Traduisez en anglais cette phrase du texte sur l'assurance maladie allemande : « Selon le gouvernement allemand, ces dispositions devraient accroître les recettes de l'assurance maladie de 3,3 milliards d'euros par an. »

• [Bloc de texte]
※ ※ ※

Selon le gouvernement allemand, ces dispositions devraient accroître les recettes de l'assurance maladie de 3,3 milliards d'euros par an.

En outre, la fiscalité pesant sur le tabac sera augmentée afin d'accroître le prix du paquet de cigarettes d'un euro en trois étapes d'ici le 1 er juin 2005 et la cotisation des retraités sera majorée, passant de 50 % à 100 % du montant normal des cotisations.

b) Des mesures visant à diminuer le coût des prestations

Plusieurs mesures sont prévues pour diminuer le coût des prestations :

- le déremboursement des médicaments non prescrits , considérés comme des produits « de confort ». Des exceptions sont cependant maintenues pour les enfants de moins de 12 ans ou les personnes de moins de 18 ans ayant des problèmes de santé sérieux ;

- la suppression du remboursement de certaines prestations , comme la fourniture de lunettes ou de lentilles de contact, ainsi que des frais de prothèses dentaires à partir de 2005, une assurance spécifique pouvant dans ce dernier cas être souscrite auprès de l'assurance maladie ou d'assureurs privés ;

- l'abandon de la prise en charge des indemnités journalières de maladie par le régime général d'assurance maladie à partir de 2007 . Elles feront alors l'objet d'une assurance particulière contractée par les assurés auprès de leur caisse d'assurance maladie.

※ ※ ※

(Données de pointage par expressions référentielles)
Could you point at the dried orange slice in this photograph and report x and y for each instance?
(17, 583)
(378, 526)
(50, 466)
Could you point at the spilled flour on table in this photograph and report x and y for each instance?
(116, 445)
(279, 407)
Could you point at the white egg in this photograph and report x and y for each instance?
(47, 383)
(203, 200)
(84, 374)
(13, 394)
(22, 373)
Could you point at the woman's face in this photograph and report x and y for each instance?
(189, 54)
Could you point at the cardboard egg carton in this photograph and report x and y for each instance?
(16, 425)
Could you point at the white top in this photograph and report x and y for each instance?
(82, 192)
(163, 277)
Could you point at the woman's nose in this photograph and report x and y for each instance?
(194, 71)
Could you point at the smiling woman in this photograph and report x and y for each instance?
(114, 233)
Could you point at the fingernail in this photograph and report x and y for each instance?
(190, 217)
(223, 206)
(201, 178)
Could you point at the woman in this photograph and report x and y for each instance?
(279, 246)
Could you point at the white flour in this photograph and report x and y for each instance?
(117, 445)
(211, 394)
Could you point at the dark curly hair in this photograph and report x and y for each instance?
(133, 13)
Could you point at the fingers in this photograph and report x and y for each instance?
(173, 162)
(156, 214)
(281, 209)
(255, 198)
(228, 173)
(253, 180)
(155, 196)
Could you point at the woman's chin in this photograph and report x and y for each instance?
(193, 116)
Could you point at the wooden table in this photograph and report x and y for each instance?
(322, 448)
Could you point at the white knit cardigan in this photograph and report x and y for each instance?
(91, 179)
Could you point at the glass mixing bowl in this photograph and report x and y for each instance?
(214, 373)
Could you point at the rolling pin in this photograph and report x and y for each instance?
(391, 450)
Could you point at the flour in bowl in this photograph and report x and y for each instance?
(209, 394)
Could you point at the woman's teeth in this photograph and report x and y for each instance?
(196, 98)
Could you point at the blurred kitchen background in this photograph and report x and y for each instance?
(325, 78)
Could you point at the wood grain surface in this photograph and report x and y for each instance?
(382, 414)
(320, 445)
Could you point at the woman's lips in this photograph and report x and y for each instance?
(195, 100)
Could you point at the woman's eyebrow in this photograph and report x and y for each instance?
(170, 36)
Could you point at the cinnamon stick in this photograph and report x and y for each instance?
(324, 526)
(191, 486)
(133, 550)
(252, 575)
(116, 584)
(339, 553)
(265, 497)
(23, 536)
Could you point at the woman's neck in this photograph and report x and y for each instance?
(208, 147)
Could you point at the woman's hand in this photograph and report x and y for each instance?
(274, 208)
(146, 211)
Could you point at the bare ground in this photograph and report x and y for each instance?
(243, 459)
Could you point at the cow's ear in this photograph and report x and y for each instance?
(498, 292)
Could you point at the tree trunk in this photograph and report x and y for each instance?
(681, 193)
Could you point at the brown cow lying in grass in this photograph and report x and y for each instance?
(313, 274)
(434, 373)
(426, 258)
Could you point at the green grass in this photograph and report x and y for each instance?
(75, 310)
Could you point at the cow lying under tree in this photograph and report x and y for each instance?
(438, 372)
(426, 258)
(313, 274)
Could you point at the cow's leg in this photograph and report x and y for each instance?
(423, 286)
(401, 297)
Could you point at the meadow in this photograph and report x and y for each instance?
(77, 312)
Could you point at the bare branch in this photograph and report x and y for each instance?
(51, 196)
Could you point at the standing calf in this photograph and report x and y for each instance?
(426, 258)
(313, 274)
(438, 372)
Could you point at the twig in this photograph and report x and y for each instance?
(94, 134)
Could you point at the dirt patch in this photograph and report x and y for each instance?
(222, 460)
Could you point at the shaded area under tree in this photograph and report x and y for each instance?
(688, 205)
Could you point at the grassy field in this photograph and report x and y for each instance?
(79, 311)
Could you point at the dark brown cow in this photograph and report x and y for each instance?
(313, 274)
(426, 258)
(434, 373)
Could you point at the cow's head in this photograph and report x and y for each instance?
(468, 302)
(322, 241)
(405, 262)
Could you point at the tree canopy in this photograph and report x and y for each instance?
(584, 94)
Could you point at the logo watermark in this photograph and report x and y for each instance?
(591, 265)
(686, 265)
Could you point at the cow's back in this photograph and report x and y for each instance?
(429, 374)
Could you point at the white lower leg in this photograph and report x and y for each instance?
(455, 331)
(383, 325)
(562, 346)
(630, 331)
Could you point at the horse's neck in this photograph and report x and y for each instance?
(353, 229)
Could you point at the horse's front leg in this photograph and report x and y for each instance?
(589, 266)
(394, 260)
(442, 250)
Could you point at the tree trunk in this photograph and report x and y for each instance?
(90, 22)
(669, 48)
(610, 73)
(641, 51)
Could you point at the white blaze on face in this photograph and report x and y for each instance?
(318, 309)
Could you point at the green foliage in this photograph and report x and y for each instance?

※ ※ ※

• [Réponse attendue]
According to the German government, these provisions should increase health insurance revenue by 3.3 billion euros per year.